提取文本 ->
题目描述
Open-pit mining is a surface mining technique of extracting rock or minerals from the earth by their removal from an open pit or borrow. Open-pit mines are used when deposits of commercially useful minerals or rocks are found near the surface. Automatic Computer Mining (ACM) is a company that would like to maximize
its profits by open-pit mining. ACM has hired you to write a program that will determine the maximum profit it can achieve given the description of a piece of land.
Each piece of land is modelled as a set of blocks of material. Block i has an associated value (vi), as well as a cost (ci), to dig that block from the land. Some blocks obstruct or bury other blocks. So for example if block i is obstructed by blocks j and k, then one must first dig up blocks j and k before block i can be dug up. A block can be dug up when it has no other blocks obstructing it.

操作要求 ->
a. 根据题目描述回答下列问题，每题一行，答案同样标号：
(i) 在什么情况下会使用露天矿？
(ii) ACM 打算通过什么方式实现利润最大化？
(iii) 每个块关联哪两个量？
b. 按照题目描述，若块 i 被块 j 和块 k 阻挡，为什么必须先挖出 j 和 k？请用一到三句话说明。
c. 把题目描述中以“Each piece of land is modelled”开头的段落改写成中文要点列表，保留其主要事实。

所列数据行 ->
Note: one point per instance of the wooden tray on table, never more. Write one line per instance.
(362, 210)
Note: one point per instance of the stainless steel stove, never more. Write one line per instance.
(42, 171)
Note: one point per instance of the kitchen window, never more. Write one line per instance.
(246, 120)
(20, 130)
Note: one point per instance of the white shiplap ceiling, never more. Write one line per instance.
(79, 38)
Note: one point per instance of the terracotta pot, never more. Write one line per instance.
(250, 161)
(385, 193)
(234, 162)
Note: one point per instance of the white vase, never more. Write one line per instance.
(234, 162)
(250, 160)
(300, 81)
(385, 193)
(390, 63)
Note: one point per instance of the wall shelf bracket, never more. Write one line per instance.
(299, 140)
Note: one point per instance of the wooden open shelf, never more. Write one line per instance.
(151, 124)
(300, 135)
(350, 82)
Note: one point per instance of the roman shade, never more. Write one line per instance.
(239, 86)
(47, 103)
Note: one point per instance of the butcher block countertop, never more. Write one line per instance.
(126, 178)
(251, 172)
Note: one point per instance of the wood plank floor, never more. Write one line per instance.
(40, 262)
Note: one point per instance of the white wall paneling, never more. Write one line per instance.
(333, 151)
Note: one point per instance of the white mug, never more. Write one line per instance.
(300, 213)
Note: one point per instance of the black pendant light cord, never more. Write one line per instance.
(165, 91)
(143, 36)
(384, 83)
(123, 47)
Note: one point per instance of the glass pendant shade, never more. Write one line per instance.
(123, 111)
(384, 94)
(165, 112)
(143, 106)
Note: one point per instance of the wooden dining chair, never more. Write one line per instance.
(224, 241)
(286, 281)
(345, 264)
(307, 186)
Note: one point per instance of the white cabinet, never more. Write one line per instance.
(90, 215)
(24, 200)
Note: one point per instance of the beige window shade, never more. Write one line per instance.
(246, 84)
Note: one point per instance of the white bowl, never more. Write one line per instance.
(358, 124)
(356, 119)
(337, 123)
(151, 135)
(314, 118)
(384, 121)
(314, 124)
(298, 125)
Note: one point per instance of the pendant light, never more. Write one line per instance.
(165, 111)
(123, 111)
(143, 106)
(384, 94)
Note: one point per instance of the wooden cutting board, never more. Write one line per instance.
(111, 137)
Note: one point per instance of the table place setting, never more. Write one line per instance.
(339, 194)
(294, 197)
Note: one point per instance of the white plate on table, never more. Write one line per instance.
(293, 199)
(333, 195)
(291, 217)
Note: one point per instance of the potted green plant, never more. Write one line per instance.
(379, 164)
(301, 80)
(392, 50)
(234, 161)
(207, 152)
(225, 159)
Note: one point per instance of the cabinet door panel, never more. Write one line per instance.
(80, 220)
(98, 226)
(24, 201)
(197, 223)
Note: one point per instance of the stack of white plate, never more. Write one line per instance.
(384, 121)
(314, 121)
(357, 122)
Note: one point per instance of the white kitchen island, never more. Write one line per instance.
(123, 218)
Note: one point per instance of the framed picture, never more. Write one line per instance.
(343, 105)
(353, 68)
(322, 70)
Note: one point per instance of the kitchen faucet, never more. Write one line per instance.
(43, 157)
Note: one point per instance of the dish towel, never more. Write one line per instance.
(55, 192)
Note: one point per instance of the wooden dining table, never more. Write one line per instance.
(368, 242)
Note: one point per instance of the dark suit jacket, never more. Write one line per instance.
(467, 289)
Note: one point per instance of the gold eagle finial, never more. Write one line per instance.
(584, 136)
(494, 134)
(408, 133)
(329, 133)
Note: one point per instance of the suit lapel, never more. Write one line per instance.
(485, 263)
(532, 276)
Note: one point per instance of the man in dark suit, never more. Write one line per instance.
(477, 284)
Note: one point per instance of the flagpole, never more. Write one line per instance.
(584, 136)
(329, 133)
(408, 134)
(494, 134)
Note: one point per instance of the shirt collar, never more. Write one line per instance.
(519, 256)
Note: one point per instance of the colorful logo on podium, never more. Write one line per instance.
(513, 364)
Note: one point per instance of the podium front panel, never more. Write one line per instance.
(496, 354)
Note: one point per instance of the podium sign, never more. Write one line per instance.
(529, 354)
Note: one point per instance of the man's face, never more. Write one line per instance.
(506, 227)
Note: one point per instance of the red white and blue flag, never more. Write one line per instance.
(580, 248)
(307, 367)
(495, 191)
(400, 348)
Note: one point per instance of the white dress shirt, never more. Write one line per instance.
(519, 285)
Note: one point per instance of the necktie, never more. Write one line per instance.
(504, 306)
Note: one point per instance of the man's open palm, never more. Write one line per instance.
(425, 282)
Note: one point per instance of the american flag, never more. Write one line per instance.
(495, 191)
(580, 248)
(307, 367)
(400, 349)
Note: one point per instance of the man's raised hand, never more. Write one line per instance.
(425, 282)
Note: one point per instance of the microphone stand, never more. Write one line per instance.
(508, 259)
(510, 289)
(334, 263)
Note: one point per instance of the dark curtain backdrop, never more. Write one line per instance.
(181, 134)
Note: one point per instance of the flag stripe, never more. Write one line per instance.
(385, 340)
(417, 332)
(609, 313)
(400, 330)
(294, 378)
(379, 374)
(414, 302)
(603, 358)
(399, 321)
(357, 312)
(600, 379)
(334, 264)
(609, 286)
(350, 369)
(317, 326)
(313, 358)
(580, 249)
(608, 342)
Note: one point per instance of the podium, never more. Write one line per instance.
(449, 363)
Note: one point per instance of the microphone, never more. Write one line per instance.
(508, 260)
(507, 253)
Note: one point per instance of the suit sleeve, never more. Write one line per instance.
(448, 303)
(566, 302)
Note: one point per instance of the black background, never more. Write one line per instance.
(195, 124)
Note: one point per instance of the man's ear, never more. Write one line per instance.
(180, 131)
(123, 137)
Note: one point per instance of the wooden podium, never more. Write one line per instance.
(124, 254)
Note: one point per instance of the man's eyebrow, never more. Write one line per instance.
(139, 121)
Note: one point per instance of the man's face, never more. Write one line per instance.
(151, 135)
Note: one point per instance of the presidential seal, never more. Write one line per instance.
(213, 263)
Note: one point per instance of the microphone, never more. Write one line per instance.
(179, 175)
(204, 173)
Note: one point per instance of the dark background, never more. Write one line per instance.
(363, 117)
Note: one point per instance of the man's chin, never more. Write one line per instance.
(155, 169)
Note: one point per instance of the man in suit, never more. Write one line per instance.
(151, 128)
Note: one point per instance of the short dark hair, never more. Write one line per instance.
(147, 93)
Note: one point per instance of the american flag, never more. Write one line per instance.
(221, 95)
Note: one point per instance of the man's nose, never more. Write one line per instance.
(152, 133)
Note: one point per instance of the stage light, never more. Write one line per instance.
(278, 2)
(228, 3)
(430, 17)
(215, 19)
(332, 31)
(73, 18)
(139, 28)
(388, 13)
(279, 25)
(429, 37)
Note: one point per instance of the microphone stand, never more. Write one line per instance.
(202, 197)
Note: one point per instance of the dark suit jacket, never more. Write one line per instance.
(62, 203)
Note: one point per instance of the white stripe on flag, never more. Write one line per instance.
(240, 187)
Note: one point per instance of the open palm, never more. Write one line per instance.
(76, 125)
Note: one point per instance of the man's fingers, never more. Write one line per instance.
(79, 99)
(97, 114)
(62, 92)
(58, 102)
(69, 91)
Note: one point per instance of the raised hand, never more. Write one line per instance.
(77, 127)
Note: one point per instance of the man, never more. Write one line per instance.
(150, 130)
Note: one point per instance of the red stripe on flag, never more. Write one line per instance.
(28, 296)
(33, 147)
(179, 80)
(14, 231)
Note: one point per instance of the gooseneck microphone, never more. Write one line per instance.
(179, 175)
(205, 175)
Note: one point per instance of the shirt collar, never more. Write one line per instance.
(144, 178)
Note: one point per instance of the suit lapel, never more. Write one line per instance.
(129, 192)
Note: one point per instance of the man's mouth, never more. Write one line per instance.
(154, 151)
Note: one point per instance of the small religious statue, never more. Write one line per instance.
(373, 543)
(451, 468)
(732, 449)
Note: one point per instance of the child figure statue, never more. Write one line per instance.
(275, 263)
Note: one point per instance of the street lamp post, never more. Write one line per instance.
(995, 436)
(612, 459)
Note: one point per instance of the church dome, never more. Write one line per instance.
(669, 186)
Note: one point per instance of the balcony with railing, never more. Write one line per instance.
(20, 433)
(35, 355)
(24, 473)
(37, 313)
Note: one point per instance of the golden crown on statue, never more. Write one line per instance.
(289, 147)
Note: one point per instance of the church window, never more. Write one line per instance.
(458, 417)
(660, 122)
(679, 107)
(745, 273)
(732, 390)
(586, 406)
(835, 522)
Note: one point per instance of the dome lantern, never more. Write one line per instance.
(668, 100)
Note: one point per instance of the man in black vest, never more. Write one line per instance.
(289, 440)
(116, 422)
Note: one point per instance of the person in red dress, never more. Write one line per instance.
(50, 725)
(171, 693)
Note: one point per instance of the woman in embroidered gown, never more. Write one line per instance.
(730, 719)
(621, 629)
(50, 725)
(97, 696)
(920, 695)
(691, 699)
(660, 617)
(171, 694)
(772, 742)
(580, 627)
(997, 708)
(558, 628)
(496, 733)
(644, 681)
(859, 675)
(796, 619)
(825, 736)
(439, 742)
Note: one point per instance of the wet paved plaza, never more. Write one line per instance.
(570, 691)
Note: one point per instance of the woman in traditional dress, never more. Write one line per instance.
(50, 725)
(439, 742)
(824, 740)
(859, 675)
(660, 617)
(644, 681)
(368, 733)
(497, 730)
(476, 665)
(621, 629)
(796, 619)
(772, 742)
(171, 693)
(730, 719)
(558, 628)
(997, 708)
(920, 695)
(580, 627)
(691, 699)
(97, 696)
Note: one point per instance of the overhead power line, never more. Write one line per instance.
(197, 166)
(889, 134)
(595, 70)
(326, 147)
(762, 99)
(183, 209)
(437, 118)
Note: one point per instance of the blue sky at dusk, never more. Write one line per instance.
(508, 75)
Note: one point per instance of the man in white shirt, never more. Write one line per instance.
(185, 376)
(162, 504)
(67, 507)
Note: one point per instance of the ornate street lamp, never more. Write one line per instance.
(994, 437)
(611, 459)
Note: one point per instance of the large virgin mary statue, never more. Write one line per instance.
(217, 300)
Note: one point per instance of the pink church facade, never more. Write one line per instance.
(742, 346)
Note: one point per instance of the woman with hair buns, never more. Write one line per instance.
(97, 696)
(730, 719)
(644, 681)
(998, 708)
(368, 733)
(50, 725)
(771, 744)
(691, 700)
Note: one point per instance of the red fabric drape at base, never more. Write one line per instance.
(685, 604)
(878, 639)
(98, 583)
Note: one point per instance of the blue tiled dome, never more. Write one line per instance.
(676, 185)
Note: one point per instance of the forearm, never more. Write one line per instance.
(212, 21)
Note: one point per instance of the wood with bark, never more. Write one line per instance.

依次输出 ->
a.
(i) 当具有商业价值的矿物或岩石矿床位于地表附近时。
(ii) 通过露天开采。
(iii) 块的价值（vi）和把它从地里挖出的成本（ci）。

b. 因为有些块会阻挡或掩埋其他块，而一个块只有在没有其他块阻挡它时才能被挖出。块 i 被 j 和 k 阻挡，所以必须先挖走 j 和 k，才能挖块 i。

c.
- 每块土地被建模为一组物料块。
- 块 i 有价值 vi，以及把它从土地中挖出的成本 ci。
- 有些块会阻挡或掩埋其他块。
- 例如块 i 被块 j 和 k 阻挡时，必须先挖出 j 和 k，才能挖 i。
- 一个块在没有其他块阻挡时才可以被挖出。